[Start]
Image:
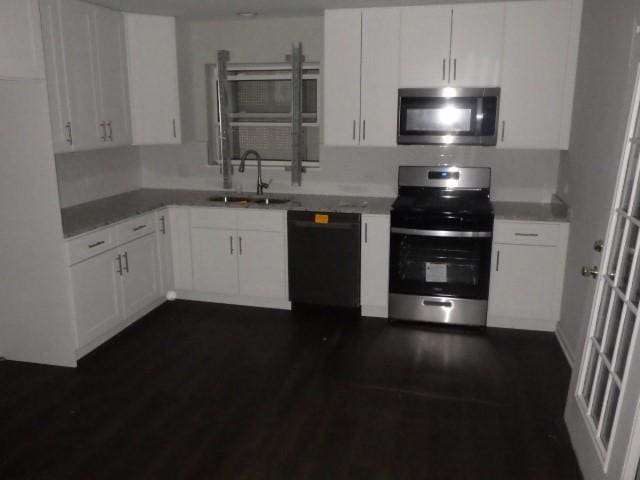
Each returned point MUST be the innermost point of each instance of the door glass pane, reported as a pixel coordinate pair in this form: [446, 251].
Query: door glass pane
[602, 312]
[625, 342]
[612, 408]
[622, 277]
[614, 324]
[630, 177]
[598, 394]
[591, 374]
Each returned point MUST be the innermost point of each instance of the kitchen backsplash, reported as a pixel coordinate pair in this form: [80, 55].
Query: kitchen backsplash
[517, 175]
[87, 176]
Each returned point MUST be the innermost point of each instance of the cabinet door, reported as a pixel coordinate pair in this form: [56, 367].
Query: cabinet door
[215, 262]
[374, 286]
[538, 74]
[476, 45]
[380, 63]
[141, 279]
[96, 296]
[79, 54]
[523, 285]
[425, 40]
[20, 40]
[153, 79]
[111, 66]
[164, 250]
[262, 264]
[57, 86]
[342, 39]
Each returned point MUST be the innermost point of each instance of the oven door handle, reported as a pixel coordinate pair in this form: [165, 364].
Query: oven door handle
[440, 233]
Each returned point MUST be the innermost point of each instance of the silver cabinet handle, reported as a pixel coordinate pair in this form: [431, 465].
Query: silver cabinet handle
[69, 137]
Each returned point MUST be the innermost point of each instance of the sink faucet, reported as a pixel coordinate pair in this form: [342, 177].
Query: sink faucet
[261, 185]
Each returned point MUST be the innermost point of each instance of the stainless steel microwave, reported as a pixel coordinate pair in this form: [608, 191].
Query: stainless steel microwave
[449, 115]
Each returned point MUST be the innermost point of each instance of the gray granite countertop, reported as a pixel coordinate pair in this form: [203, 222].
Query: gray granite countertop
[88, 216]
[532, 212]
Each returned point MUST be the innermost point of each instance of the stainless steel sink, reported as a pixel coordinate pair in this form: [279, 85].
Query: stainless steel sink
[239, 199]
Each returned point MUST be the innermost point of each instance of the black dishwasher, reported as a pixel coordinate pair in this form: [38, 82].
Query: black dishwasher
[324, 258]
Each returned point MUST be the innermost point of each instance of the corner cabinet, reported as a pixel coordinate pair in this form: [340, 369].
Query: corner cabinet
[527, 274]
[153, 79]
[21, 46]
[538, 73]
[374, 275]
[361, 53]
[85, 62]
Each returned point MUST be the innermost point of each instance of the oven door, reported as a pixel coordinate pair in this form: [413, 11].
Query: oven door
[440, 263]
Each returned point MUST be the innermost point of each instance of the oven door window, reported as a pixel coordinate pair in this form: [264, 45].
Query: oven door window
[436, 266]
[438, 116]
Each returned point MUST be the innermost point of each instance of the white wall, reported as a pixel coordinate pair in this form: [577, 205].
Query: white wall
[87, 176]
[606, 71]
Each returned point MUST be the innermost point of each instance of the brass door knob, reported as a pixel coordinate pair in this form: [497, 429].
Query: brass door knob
[End]
◆ Instruction ◆
Quote all of the entries word for word, omitting any pictures.

◆ Worked solution ◆
Image:
Each returned point MUST be the innermost point of each instance of the door glass pane, reported as a pixel coordinate pair in this form: [446, 251].
Query: door glass pane
[602, 312]
[625, 342]
[612, 408]
[622, 277]
[614, 324]
[630, 177]
[598, 394]
[591, 374]
Each returned point MUST be the innermost point of each instance of the kitchen backsplash, reported as a pixel coordinate pair in this form: [80, 55].
Query: kitchen backsplash
[517, 175]
[87, 176]
Each returned point MUST be the innermost point of each instance of the cabinet door, reported as a pixel coordinate pair in this form: [56, 367].
Query: cabinet door
[215, 262]
[374, 286]
[538, 74]
[476, 45]
[380, 63]
[141, 279]
[96, 296]
[79, 54]
[523, 285]
[425, 40]
[20, 40]
[153, 79]
[111, 66]
[164, 250]
[262, 264]
[57, 86]
[342, 39]
Each returned point MUST be the innermost point of each instance of the oven door handle, reported as a pixel coordinate pair in this form: [165, 364].
Query: oven door handle
[440, 233]
Each returned point MUST be the innermost point of each instance of the silver cabinet handle, reported as a pixel coordinate pair in this form: [431, 465].
Query: silver cabinet handle
[69, 137]
Each returned point MUST be the innermost point of each instance of the sink faucet, reported as a pixel coordinate pair in this form: [342, 177].
Query: sink faucet
[261, 185]
Each returned point MUST be the innermost point of each instance of the stainless steel microwave, reported as a pixel coordinate pair in this form: [608, 191].
Query: stainless steel microwave
[449, 115]
Each returned point MUST be the innermost point of each instance of the gray granite countertop, reported as a pixel coordinate pair in this form: [203, 222].
Query: gray granite countertop
[88, 216]
[532, 212]
Each returned point MUST be the innermost point of each instance of the stainless steel sink, reported as a pixel coordinate pair in this form: [279, 85].
Query: stainless steel sink
[239, 199]
Each returned point MUST be the innermost point of each instance of the black dishwasher, reported as a pixel coordinate pair in this form: [38, 82].
Query: black dishwasher
[324, 258]
Each returned point MUST be the innermost point of each instance of the corner cabinet, reported as a pixel coordinate pair in this form: [340, 369].
Query: corner cabinet
[527, 274]
[153, 79]
[21, 46]
[538, 73]
[374, 275]
[361, 53]
[85, 62]
Each returned point MUST be the innermost point of each instance of the oven door, reported as a pixel coordinate pair in this form: [413, 11].
Query: oven door
[440, 263]
Each returned point MUST be the innermost point of each instance of the oven door window, reported as a pixel coordinate pair in this form: [264, 45].
Query: oven door window
[436, 266]
[438, 116]
Each returned point MUST be the innermost point of each instance of the white wall, reported as a pixel coordinate pair in this form: [577, 205].
Query: white wall
[87, 176]
[606, 71]
Each returned point MUST be the innermost point of each instance of the brass door knob, reported as a pixel coordinate pair in this form: [497, 429].
Query: brass door knob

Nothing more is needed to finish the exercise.